Testo scelto
Ma Krueger è prima di tutto l' "uomo nero", incarnazione di una paura infantile, richiamata dalla nenia cantata dai fantasmi delle sue vittime; per la sua creazione, Craven si è ispirato soprattutto ad un barbone che si aggirava nel suo quartiere quando era bambino; un mostro totale, dal volto sfregiato perennemente curvato in un ghigno satanico; ed un mostro dotato di parola, più vivo, quindi, delle maschere omicide di "Halloween" e "Venerdì 13", una presenza più tangibile e per questo più spaventosa.

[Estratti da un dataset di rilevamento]
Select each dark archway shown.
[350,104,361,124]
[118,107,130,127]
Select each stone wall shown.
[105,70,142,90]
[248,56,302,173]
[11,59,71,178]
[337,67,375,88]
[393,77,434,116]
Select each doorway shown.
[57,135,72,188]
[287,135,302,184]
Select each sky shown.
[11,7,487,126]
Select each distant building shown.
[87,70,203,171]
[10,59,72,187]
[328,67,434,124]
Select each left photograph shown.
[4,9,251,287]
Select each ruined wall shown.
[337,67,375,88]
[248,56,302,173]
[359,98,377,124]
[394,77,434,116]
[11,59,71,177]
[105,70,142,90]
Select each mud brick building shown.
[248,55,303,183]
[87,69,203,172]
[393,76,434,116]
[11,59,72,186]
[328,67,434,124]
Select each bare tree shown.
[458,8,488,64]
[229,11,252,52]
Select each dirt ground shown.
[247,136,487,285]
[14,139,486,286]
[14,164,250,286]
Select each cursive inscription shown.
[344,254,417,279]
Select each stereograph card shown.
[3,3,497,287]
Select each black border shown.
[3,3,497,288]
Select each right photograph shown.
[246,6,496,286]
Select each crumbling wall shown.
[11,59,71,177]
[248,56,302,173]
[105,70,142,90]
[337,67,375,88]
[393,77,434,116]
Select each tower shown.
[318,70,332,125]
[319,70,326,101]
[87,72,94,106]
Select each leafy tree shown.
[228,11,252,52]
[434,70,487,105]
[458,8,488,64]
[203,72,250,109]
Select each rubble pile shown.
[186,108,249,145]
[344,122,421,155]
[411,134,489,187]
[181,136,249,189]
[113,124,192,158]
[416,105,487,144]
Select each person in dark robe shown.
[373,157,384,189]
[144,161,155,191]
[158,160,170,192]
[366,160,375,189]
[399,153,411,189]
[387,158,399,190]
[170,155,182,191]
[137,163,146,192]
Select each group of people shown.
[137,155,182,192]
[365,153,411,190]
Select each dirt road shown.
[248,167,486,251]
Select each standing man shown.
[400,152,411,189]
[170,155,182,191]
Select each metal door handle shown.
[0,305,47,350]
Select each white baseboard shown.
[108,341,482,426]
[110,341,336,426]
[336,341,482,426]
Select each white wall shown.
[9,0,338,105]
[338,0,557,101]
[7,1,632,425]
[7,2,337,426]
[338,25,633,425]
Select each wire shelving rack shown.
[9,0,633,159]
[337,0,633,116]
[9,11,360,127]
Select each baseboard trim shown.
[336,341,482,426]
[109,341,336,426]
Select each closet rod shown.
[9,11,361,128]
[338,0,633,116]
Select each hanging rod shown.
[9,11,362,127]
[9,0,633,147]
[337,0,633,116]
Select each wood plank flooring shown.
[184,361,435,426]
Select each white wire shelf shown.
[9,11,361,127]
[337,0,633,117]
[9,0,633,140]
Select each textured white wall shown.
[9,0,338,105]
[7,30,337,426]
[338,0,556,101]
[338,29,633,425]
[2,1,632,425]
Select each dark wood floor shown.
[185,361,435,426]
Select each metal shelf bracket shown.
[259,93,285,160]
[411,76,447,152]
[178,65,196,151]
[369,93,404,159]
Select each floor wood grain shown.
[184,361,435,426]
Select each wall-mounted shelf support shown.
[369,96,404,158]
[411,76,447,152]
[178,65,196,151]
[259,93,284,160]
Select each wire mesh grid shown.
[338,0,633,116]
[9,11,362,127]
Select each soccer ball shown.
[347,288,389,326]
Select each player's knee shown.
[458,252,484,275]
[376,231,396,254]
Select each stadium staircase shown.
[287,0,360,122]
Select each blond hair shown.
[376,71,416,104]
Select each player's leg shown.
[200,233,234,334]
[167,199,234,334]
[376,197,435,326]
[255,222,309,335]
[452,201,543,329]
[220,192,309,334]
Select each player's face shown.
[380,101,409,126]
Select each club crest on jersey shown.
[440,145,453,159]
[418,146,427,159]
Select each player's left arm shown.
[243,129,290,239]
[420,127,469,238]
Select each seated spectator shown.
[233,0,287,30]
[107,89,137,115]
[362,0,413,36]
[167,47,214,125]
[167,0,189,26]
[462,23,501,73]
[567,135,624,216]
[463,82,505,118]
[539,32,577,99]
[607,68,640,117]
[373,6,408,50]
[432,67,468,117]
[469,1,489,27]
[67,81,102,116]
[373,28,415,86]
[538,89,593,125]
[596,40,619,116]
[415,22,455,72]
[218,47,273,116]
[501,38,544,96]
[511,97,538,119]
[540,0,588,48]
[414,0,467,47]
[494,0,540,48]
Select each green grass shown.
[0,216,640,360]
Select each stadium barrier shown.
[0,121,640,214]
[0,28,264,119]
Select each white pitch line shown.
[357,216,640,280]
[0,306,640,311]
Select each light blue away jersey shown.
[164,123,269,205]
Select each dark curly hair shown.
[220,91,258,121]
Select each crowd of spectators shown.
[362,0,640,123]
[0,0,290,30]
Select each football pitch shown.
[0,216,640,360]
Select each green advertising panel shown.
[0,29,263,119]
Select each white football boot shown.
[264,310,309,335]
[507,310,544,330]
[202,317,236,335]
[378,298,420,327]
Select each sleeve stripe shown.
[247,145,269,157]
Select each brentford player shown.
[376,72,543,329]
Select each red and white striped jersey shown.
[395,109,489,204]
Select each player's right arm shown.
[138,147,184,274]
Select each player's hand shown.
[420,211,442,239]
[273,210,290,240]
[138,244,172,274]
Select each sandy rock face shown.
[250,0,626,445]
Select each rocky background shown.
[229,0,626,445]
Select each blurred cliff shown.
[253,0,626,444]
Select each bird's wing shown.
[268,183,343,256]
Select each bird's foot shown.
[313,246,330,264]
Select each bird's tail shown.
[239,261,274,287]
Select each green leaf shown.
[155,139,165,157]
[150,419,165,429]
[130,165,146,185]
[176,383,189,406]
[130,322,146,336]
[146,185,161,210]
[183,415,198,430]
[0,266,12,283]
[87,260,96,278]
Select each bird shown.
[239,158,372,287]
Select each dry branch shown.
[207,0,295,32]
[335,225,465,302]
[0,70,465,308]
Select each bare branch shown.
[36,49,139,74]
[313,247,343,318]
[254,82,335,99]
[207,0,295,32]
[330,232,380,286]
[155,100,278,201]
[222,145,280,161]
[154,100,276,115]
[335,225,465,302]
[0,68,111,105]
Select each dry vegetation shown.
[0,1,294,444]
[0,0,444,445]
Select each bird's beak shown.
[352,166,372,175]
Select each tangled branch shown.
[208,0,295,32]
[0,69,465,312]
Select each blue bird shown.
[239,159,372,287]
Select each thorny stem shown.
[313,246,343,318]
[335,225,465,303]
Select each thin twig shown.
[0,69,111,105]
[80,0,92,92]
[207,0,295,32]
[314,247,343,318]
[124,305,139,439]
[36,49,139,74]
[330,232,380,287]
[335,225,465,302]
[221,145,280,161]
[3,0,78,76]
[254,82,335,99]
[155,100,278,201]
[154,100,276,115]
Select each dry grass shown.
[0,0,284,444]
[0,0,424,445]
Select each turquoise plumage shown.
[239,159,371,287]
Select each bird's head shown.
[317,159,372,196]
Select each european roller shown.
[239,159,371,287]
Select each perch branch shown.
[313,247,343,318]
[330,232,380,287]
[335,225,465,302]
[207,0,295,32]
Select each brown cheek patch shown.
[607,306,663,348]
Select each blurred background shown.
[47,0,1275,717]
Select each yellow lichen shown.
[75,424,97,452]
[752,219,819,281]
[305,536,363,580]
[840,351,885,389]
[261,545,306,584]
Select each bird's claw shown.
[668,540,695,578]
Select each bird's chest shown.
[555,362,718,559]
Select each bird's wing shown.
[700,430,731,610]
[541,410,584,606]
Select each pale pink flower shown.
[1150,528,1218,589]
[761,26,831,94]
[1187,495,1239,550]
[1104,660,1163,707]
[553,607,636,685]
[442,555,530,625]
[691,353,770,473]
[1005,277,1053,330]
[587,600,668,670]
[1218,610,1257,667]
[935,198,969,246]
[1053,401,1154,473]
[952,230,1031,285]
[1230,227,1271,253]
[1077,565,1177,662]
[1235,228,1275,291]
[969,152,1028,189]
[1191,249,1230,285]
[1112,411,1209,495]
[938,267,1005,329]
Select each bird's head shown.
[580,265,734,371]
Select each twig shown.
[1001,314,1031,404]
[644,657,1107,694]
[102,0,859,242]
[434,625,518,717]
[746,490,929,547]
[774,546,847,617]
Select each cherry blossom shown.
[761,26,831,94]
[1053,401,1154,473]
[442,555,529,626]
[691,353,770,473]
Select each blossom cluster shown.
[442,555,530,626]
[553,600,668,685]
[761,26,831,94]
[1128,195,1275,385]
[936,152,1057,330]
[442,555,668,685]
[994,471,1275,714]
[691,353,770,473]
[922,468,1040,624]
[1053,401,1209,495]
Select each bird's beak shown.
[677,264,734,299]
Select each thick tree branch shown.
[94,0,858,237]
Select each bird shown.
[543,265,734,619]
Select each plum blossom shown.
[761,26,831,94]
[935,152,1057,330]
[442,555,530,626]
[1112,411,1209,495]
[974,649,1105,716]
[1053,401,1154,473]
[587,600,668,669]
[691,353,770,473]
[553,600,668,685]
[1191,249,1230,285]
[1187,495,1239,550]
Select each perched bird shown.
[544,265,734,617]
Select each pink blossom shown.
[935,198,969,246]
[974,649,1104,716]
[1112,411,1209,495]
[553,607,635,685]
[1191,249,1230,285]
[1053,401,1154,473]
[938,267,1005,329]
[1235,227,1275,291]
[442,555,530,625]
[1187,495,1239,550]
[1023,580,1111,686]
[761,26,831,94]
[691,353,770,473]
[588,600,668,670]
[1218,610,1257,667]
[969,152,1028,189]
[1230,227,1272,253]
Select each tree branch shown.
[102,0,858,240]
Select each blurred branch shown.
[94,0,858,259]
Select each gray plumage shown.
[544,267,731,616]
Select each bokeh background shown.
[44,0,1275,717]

Problema proposto
Per favore, trascrivi parola per parola il passo del testo su Krueger che comincia con "Ma Krueger è" e prosegue fino a "questo più spaventosa.".

Risposta scritta
Ma Krueger è prima di tutto l' "uomo nero", incarnazione di una paura infantile, richiamata dalla nenia cantata dai fantasmi delle sue vittime; per la sua creazione, Craven si è ispirato soprattutto ad un barbone che si aggirava nel suo quartiere quando era bambino; un mostro totale, dal volto sfregiato perennemente curvato in un ghigno satanico; ed un mostro dotato di parola, più vivo, quindi, delle maschere omicide di "Halloween" e "Venerdì 13", una presenza più tangibile e per questo più spaventosa.